Work item:
Each line below that includes the word "chair" adds one to the count; give that count and nothing else.

Information shown:
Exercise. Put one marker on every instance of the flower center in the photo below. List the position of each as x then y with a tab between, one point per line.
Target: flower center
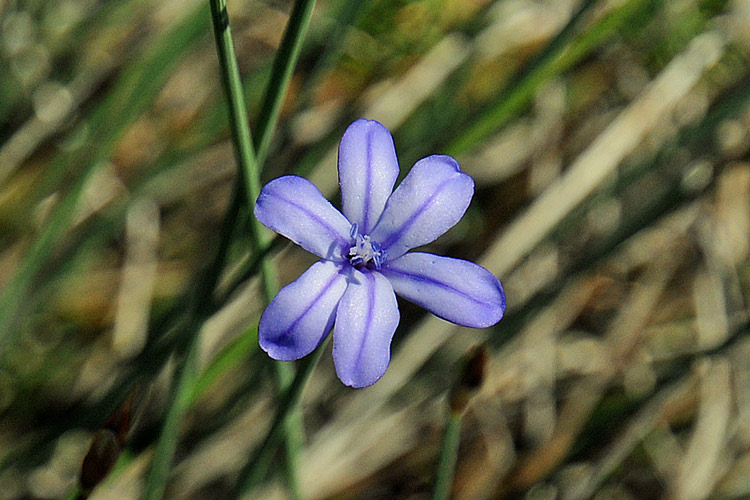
364	252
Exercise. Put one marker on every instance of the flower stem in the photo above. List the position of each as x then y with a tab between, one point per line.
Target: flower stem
246	190
256	469
448	456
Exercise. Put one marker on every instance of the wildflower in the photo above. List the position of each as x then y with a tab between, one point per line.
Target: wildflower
364	256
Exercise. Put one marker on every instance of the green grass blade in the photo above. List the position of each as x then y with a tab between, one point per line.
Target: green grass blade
559	56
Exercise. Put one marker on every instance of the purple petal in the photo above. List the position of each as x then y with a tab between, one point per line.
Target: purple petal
453	289
428	202
366	318
302	313
294	207
368	169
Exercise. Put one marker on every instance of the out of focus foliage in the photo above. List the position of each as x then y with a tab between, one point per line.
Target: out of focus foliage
609	142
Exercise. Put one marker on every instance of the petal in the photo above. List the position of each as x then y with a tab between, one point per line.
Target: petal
428	202
302	313
368	169
294	207
366	318
453	289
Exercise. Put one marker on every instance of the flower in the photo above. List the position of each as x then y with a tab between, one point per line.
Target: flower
364	257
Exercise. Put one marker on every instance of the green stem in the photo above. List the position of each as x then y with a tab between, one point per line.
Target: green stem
255	470
179	405
448	457
247	189
281	73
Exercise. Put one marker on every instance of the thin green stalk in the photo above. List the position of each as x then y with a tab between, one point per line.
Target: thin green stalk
255	470
178	407
281	74
557	57
448	457
248	188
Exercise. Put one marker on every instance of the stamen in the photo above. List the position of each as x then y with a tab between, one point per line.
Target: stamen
364	252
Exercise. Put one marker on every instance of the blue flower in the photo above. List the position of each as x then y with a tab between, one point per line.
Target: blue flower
364	256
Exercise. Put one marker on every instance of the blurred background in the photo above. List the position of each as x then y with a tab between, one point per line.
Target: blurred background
609	143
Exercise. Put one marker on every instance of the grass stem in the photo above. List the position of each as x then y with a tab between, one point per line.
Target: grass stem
448	457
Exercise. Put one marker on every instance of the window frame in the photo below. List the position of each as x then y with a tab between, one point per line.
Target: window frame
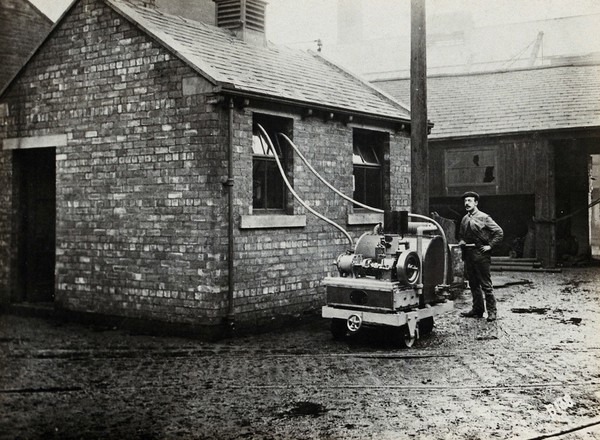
272	125
368	153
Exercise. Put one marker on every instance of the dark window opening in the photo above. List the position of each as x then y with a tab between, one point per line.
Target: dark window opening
367	157
268	188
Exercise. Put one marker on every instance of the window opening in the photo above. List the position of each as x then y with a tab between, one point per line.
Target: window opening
268	188
368	147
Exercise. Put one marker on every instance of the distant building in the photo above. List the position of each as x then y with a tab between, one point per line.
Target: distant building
528	141
136	182
22	28
457	44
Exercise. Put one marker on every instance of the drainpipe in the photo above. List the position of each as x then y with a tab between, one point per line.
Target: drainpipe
229	183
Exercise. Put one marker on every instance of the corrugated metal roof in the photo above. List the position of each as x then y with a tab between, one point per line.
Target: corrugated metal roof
273	71
555	98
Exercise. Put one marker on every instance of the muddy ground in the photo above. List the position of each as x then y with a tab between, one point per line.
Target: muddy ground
534	373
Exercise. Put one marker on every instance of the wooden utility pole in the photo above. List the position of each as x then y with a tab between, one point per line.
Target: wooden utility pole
418	107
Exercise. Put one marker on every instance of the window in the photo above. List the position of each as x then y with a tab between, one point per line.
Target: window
367	157
472	168
268	188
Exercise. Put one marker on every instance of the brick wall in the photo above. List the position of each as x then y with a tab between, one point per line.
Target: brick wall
138	185
141	207
279	271
22	29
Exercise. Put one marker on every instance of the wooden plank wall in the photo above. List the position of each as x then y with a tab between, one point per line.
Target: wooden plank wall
516	164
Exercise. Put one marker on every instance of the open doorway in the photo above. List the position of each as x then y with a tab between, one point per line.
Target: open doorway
35	176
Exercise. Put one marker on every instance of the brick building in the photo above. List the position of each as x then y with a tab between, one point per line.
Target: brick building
134	179
22	28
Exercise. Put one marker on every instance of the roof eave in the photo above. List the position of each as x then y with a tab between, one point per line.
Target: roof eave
300	103
547	132
37	48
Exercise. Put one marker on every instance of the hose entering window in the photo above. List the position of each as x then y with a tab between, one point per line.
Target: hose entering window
370	208
291	189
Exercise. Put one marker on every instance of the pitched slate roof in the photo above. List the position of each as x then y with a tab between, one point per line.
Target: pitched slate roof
277	72
554	98
22	29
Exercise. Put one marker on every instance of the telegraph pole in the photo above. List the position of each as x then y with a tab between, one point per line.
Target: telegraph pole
418	107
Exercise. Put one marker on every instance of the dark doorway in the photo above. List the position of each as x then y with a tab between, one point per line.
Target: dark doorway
35	173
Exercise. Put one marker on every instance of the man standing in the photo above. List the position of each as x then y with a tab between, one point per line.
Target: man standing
478	235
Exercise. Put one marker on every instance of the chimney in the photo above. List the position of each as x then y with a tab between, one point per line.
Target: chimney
246	18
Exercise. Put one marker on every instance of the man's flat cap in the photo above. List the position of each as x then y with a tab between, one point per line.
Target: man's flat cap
471	194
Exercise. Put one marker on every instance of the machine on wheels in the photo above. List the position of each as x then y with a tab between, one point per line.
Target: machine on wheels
396	280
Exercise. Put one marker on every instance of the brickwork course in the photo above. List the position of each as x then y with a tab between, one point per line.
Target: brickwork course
139	99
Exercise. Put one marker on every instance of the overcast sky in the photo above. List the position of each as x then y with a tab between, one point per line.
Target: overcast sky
291	21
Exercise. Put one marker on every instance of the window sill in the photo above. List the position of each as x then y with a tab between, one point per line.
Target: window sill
365	218
268	221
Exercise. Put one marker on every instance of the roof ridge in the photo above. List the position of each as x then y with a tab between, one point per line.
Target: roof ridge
357	77
590	63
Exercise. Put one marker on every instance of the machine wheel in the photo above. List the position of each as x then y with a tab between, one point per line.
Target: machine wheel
404	339
338	328
425	325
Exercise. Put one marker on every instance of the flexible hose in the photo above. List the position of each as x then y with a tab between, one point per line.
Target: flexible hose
329	185
289	186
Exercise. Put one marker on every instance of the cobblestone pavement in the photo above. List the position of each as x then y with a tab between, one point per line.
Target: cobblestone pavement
533	374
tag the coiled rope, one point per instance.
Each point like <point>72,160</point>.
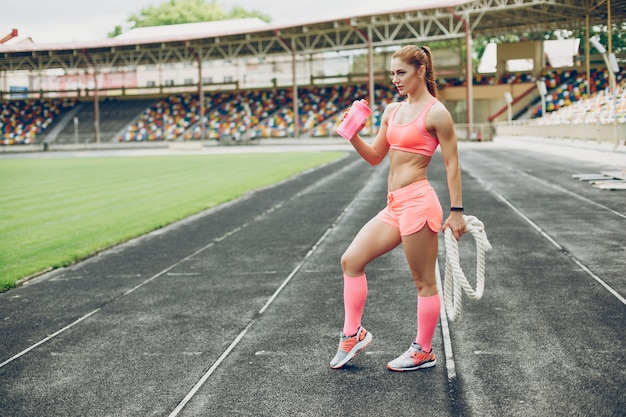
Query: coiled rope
<point>455,279</point>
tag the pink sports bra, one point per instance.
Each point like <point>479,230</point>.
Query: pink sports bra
<point>413,136</point>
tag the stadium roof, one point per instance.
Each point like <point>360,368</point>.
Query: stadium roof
<point>440,20</point>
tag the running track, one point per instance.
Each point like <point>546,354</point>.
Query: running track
<point>236,311</point>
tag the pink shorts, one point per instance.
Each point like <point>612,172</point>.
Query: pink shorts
<point>412,206</point>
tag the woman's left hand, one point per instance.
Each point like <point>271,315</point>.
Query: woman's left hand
<point>456,223</point>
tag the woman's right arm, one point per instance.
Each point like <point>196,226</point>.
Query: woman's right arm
<point>375,152</point>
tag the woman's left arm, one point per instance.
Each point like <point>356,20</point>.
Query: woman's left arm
<point>440,120</point>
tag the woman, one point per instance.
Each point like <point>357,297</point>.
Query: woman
<point>409,132</point>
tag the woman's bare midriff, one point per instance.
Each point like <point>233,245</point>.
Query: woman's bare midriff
<point>405,168</point>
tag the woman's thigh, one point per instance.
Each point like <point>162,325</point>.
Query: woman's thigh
<point>421,250</point>
<point>373,240</point>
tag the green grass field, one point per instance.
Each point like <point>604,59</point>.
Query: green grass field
<point>58,211</point>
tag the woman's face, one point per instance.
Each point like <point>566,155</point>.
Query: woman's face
<point>405,77</point>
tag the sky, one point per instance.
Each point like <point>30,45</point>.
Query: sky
<point>86,20</point>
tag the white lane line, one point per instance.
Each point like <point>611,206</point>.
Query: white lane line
<point>554,242</point>
<point>11,359</point>
<point>240,336</point>
<point>445,330</point>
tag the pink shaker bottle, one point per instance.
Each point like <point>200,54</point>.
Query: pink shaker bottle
<point>357,115</point>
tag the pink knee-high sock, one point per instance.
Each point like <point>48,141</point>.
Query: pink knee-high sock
<point>428,309</point>
<point>354,296</point>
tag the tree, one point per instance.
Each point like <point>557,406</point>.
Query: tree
<point>173,12</point>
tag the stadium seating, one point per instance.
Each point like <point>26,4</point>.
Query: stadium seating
<point>232,115</point>
<point>23,121</point>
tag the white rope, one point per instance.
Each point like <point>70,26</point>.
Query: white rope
<point>454,278</point>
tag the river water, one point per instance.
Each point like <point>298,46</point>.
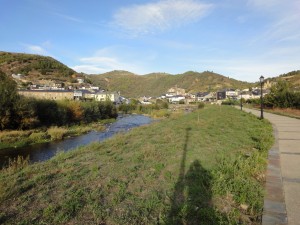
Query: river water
<point>44,151</point>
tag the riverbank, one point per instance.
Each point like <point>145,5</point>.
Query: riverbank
<point>20,138</point>
<point>205,166</point>
<point>289,112</point>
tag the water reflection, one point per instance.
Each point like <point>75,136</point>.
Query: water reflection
<point>44,151</point>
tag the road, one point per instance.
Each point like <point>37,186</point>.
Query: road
<point>282,200</point>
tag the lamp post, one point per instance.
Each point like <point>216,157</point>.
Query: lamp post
<point>241,100</point>
<point>261,80</point>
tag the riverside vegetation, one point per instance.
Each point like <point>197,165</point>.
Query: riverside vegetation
<point>205,167</point>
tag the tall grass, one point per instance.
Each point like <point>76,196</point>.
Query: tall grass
<point>205,167</point>
<point>57,133</point>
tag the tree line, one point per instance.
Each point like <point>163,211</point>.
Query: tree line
<point>281,96</point>
<point>18,112</point>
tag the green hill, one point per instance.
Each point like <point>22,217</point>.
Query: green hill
<point>155,84</point>
<point>293,78</point>
<point>34,66</point>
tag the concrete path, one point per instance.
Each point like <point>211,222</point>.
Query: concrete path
<point>283,175</point>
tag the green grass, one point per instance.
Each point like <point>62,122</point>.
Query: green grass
<point>205,167</point>
<point>19,138</point>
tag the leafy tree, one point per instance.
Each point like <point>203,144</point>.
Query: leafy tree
<point>282,96</point>
<point>8,101</point>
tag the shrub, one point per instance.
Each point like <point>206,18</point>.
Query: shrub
<point>201,105</point>
<point>38,137</point>
<point>57,133</point>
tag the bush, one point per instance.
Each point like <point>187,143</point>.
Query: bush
<point>57,133</point>
<point>38,137</point>
<point>201,105</point>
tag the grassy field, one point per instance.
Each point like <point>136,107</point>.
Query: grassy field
<point>21,138</point>
<point>293,113</point>
<point>206,167</point>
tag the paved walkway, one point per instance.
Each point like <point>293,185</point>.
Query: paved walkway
<point>283,175</point>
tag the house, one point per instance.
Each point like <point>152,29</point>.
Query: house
<point>176,99</point>
<point>227,94</point>
<point>108,96</point>
<point>80,80</point>
<point>48,94</point>
<point>175,91</point>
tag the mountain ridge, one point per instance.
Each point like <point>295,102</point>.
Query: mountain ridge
<point>37,68</point>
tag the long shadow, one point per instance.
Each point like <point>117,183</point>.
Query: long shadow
<point>191,201</point>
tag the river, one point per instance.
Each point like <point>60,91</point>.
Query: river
<point>44,151</point>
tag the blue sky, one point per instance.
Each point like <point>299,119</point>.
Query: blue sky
<point>242,39</point>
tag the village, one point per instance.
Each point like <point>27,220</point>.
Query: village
<point>86,92</point>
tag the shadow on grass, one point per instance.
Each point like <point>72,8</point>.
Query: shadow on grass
<point>191,201</point>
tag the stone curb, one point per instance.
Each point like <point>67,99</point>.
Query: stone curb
<point>274,212</point>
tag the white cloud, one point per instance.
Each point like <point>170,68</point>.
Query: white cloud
<point>108,59</point>
<point>67,17</point>
<point>160,16</point>
<point>285,19</point>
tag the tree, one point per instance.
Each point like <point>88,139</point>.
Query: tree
<point>8,102</point>
<point>282,96</point>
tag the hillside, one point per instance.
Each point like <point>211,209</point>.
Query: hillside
<point>155,84</point>
<point>34,67</point>
<point>293,78</point>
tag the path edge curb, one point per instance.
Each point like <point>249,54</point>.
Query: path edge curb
<point>274,211</point>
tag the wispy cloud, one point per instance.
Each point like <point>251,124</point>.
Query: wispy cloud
<point>285,19</point>
<point>160,16</point>
<point>108,59</point>
<point>70,18</point>
<point>35,49</point>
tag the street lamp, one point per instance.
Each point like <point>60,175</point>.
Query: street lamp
<point>241,100</point>
<point>261,80</point>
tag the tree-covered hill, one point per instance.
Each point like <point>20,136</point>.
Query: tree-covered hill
<point>34,66</point>
<point>155,84</point>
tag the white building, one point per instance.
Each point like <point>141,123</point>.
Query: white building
<point>108,96</point>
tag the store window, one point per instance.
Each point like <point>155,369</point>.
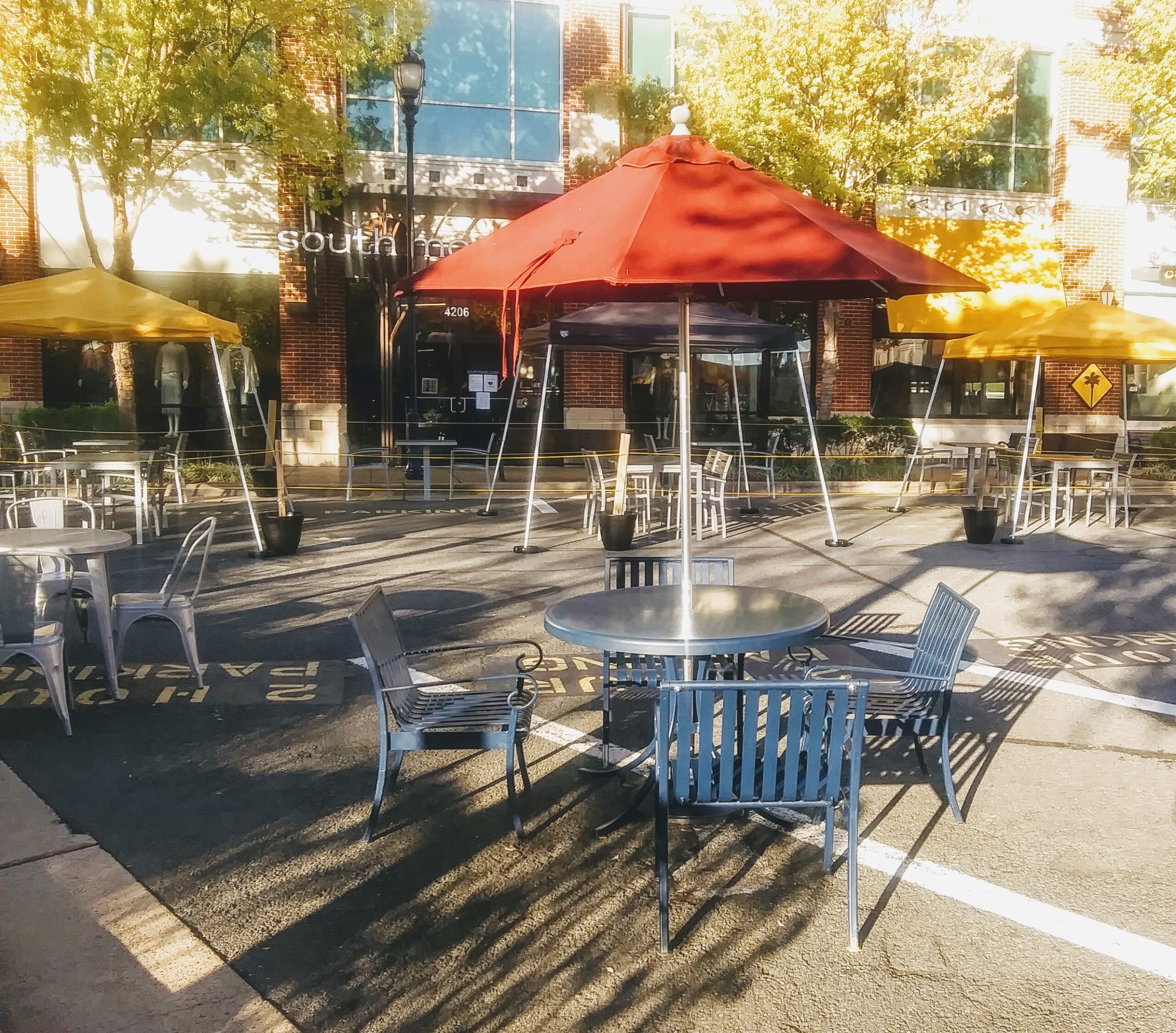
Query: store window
<point>905,374</point>
<point>650,47</point>
<point>493,85</point>
<point>1014,152</point>
<point>1150,392</point>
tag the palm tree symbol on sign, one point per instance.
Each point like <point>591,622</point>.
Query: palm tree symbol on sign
<point>1091,384</point>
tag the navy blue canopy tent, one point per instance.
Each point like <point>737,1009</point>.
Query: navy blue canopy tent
<point>714,329</point>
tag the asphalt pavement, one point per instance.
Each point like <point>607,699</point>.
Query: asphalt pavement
<point>1053,908</point>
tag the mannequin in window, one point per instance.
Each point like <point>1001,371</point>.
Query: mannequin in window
<point>172,373</point>
<point>240,372</point>
<point>97,374</point>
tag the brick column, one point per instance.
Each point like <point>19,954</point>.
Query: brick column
<point>313,362</point>
<point>1091,187</point>
<point>20,358</point>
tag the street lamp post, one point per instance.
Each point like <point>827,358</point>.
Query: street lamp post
<point>410,80</point>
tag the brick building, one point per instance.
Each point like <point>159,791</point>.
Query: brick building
<point>1046,220</point>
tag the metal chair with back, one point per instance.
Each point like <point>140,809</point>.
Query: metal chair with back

Written answer:
2